_Task instructions_. Continue the pulmonary edema explanation below, starting right after its last sentence.

_Supplied text_.
=====

What is "Wet Lung Syndrome" (Pulmonary Edema)?
"Wet lung syndrome" is a colloquial term for pulmonary edema—the abnormal accumulation of fluid in the lungs' interstitial spaces and alveoli—which occurs when fluid filtration exceeds lymphatic drainage capacity. 1
Pathophysiology and Classification
Pulmonary edema develops through four distinct physiologic mechanisms 2, 3:
- Hydrostatic (Cardiogenic) Edema: Elevated pulmonary capillary pressure from left-sided heart failure causes fluid transudation into lung tissue 1
- Permeability Edema with Diffuse Alveolar Damage (DAD): Exemplified by ARDS, where both endothelial and epithelial barriers are extensively damaged, causing air-space consolidation and severe hypoxia 3
- Permeability Edema without Alveolar Damage: Increased endothelial permeability alone (e.g., from certain medications or inflammatory states) causes predominantly interstitial edema with milder symptoms and rapid resolution 3
- Mixed Edema: Combined increase in hydrostatic pressure and membrane permeability 2
The critical distinction lies in barrier integrity: when the alveolar epithelium remains intact, edema manifests primarily as interstitial (not air-space) disease, predicting milder clinical course and prompt resolution 3. Conversely, ARDS with extensive alveolar damage causes prolonged, severe disease 3.
Clinical Relevance to Your Patient
Your patient's history of ARDS (2016) represents prior permeability edema with diffuse alveolar damage, but his current clear lung examination indicates complete resolution. 4 ARDS typically requires 8-11 days of mechanical ventilation and can follow diverse insults including severe viral illness, as in your patient's case 4.

=====

_Supplied entries_.
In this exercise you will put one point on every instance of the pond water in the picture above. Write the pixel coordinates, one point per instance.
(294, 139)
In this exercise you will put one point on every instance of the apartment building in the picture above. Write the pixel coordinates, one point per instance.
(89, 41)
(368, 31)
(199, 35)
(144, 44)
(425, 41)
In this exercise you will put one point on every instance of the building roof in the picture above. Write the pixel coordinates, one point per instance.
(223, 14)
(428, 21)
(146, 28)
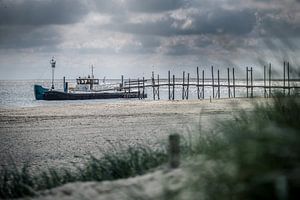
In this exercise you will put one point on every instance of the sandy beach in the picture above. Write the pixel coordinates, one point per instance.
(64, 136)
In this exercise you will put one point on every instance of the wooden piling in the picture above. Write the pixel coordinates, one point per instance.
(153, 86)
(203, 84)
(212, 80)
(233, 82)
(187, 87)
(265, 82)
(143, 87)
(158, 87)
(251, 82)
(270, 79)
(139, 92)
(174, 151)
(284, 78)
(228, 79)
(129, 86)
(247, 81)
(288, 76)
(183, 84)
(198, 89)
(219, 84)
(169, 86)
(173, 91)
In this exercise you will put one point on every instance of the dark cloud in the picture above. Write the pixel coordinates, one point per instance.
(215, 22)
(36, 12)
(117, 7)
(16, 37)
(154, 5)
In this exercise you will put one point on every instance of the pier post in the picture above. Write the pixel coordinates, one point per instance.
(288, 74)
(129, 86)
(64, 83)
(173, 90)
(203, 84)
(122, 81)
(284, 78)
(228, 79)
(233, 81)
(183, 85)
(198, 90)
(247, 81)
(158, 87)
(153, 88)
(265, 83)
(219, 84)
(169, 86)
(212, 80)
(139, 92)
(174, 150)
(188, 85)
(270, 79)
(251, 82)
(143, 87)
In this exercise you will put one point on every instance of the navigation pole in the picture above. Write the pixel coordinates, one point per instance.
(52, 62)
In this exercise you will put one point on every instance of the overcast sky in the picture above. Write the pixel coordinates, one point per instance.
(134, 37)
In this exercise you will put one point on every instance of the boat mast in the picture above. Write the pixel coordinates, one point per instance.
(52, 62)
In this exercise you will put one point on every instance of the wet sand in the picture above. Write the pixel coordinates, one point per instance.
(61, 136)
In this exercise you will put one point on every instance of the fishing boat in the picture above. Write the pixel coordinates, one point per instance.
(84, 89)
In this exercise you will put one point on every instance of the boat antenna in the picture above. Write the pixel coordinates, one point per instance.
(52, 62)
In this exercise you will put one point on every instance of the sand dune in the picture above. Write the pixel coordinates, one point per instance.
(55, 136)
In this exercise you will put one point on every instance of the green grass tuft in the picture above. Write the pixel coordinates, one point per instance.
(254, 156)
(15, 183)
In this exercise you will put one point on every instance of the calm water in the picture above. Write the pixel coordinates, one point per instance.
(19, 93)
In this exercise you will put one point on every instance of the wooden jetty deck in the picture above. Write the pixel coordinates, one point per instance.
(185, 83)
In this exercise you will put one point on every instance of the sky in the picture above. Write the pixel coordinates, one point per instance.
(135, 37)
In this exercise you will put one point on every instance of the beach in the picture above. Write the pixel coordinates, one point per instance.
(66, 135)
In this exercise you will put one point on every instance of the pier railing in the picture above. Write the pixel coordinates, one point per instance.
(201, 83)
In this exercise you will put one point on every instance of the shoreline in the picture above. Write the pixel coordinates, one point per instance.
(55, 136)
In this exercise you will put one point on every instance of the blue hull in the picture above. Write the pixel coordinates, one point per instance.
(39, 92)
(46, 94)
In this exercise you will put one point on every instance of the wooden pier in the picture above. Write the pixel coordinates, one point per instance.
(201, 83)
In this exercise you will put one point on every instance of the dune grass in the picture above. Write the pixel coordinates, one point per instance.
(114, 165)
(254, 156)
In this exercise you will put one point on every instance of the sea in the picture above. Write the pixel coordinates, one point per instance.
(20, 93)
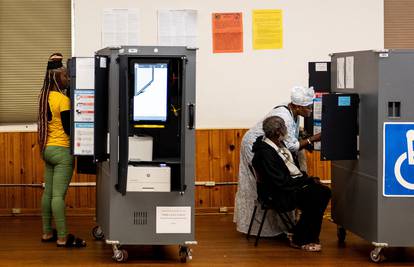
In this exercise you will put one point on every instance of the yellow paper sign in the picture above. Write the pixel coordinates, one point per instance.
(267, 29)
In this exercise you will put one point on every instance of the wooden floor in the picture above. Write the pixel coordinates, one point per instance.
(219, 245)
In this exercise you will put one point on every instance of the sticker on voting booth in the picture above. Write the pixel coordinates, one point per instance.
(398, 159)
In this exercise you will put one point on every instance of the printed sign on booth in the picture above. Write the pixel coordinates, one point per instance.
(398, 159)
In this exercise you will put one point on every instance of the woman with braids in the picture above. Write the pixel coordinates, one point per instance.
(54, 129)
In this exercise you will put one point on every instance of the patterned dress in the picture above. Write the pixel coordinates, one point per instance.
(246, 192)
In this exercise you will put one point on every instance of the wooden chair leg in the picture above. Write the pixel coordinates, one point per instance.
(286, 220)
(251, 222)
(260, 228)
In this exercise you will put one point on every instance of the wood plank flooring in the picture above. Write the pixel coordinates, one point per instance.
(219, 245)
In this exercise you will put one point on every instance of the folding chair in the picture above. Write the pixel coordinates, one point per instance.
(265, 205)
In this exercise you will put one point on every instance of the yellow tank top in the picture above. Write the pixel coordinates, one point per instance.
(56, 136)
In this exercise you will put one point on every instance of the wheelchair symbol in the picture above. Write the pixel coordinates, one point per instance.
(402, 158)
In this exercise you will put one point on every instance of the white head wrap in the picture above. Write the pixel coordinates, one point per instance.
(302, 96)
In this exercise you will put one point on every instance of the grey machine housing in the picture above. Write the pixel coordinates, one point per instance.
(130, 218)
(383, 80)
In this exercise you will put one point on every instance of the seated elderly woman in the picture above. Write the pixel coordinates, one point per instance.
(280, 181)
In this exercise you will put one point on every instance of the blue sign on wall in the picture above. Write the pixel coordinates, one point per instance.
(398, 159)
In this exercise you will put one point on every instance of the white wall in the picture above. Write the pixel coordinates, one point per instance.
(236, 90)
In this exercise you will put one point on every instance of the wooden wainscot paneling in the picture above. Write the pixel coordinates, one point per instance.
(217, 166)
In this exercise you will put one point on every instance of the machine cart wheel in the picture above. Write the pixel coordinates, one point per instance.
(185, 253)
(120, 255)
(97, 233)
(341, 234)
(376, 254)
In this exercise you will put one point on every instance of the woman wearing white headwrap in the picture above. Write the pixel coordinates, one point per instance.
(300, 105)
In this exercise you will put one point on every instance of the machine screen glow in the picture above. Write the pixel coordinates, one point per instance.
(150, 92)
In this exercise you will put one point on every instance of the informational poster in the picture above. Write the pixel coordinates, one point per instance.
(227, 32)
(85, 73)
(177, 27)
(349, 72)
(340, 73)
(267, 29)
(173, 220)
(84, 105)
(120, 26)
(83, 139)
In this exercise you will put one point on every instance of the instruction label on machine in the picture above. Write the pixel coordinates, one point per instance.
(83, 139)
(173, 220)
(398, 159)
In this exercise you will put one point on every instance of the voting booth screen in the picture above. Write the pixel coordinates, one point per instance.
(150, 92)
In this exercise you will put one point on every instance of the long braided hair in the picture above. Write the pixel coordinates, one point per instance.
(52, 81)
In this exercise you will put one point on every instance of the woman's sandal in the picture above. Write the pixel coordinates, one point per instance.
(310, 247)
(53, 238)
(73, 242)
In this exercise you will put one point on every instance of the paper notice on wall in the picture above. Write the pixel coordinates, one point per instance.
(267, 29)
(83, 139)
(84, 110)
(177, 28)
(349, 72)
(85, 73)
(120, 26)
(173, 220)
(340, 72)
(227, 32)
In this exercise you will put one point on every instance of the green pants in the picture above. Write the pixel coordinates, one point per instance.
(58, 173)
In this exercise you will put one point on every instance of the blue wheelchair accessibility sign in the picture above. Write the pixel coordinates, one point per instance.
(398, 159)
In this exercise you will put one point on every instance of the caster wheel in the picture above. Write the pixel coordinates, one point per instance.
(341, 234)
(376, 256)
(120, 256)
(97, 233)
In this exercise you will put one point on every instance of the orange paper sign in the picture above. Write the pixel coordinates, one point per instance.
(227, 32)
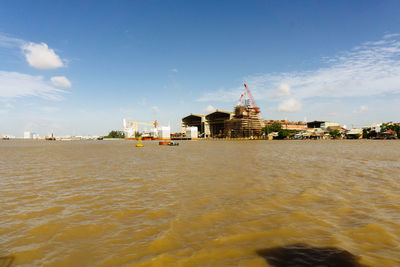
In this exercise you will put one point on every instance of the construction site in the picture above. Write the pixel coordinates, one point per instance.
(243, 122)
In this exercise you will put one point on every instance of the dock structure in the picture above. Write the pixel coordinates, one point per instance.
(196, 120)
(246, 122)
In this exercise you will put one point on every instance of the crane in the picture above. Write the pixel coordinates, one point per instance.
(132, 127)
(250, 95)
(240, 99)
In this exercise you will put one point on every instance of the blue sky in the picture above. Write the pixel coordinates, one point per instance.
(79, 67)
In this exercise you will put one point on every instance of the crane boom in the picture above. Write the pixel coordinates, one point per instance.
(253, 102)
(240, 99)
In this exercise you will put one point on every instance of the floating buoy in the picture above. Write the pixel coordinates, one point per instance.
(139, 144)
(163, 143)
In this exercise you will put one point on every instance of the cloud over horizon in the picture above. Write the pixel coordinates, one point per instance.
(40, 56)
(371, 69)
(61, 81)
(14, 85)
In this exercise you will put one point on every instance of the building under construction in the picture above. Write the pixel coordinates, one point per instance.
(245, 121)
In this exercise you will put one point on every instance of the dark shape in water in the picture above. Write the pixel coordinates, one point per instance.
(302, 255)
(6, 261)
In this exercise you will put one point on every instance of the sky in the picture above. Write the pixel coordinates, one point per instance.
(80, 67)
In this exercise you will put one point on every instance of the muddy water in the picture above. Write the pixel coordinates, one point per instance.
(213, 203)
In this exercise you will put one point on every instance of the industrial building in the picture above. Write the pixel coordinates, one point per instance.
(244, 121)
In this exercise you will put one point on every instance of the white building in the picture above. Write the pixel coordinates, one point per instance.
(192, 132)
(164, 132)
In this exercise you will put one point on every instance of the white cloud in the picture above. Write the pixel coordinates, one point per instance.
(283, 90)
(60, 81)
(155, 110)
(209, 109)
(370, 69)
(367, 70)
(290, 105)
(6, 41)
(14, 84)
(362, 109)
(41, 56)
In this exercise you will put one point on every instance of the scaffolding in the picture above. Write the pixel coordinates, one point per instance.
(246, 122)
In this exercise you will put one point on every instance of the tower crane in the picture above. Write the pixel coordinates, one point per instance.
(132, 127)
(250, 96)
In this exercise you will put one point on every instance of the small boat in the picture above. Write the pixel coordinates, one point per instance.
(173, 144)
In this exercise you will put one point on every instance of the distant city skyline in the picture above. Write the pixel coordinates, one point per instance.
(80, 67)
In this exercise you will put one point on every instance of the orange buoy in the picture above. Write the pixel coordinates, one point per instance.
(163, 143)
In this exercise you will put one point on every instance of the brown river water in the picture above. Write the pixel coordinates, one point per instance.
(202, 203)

=====

_Exercise result_.
Regarding His Severe Nasal Drainage
The severe nasal drainage is unrelated to pulmonary edema and instead represents upper airway pathology—most likely chronic rhinosinusitis, vasomotor rhinitis, or postnasal drip syndrome (now termed upper airway cough syndrome). 5
Key diagnostic considerations for his nasal symptoms include 5:
- Chronic rhinosinusitis: Requires ≥12 weeks of symptoms including mucopurulent drainage and nasal obstruction 5
- Vasomotor rhinitis: Characterized by excessive watery secretions triggered by irritants, temperature changes, or odors—highly relevant given his marijuana smoking via torch/bong 5
- Rhinitis from physical/chemical irritants: Chronic smoke exposure from marijuana combustion can cause persistent rhinitis 5
- Fungal involvement: Given his severe bilateral fungal infection of hands/feet, consider fungal rhinosinusitis, though this typically requires endoscopic evaluation 5
Critical Pitfalls
Do not confuse his past ARDS with current pulmonary status. His clear lungs indicate no active pulmonary edema. The nasal drainage represents upper airway disease requiring separate evaluation—consider nasal endoscopy and CT sinuses if symptoms persist despite empiric treatment with intranasal corticosteroids and saline irrigation 5.
The marijuana smoking method (torch/bong) produces significant thermal and chemical irritation that likely contributes substantially to his nasal symptoms 5, though he declined cessation counseling.